READING PASSAGE

+---+

For the interoperability of EHRs, Artemis uses “archetypes”. Archetypebased interoperability discovers existing archetypes based on their semantics. It then annotates archetypes with ontologies, composes templates from archetypes and retrieves corresponding data from the underlying medical information systems. Artemis also uses electronic business XML (ebXML) Registry semantic constructs to annotate, store, discover and retrieve archetypes.

 

When it comes to the discovery of Web services, currently the most prominent Web service registries are Universal Description, Discovery & Integration (UDDI) and electronic business XML (ebXML). There are also very recent efforts to use peer-to-peer (P2P) networks based on Web services. However, today’s service registries and P2P architectures do not provide semantically enriched search capabilities. In the ARTEMIS project, extensions are provided to these architectures to enable the discovery web services based on their semantic descriptions.

 

Locating and Accessing Clinical Records for Continuity of Care

Another crucial aspect of ARTEMIS is the ability to find and retrieve clinical information about a particular patient from different healthcare organisations where concrete sources are unknown. In most countries there are no unique personal identifiers that would be valid for the whole lifetime of an individual, and would be used by all parties in healthcare and for all episodes of care. On the contrary, in many cases several identifiers for a patient exist - even within a single organisation. Consequently, a protocol is needed that allows for the identification of patients by means of non-unique patientrelated attributes. Artemis developed a “Patient Identification Process Protocol” (PIP)’. PIP provides a solution for a common problem in the healthcare sector that is likely to become very important with the increasing mobility of the workforce in Europe; locating and accessing prior clinical records for the continuity of care.

+---+

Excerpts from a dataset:
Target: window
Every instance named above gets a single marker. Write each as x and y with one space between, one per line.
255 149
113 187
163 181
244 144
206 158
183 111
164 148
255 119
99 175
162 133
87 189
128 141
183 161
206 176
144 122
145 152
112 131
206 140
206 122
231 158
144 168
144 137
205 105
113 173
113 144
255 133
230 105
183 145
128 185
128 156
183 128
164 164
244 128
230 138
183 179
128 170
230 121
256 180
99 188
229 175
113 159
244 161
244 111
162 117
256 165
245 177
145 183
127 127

+---+

REQUIRED TASKS
• 1. In the ARTEMIS passage, what does Artemis use for the interoperability of EHRs?
• 2. Resume the ARTEMIS passage, starting after its last sentence.
The items have nothing to do with what is asked here.

ACTIVITY ANSWERS
• 1. Artemis uses "archetypes" for the interoperability of EHRs.

• 2.
 

Healthcare information systems operate within a strict regulatory framework that ensures the protection of personal data and outlines the conditions where processing is allowed. The Artemis project responded to these conditions by providing comprehensive security and privacy protection mechanisms.

 

Currently, an Integrating the Healthcare Enterprise (IHE)  initiative proposes the Retrieve Information for Display (RID) integration profile to allow users to retrieve and display patient-related documents on systems other than those storing documents. Although the RID profile is well suited for use in a single hospital or within a trust of hospitals belonging to a single Patient Identifier Domain, it is not designed for cross-boundary access to information stored in different hospitals. Artemis developed a middleware infrastructure that extends the IHE RID protocol for cross-enterprise search and access to patientrelated clinical information, even if no Master Patient Index is available, and without modifications to existing Information Source actors. Applied to the ARTEMIS infrastructure, the RID Information Source and Display actors may be located in different institutions using different Patient ID domains and different sets of demographic data. Within the ARTEMIS network, clinical records can be located using the “Patient Identification Protocol” (PID Protocol) which can also be combined with the IHE Crossenterprise Document Sharing (XDS) Integration Profile.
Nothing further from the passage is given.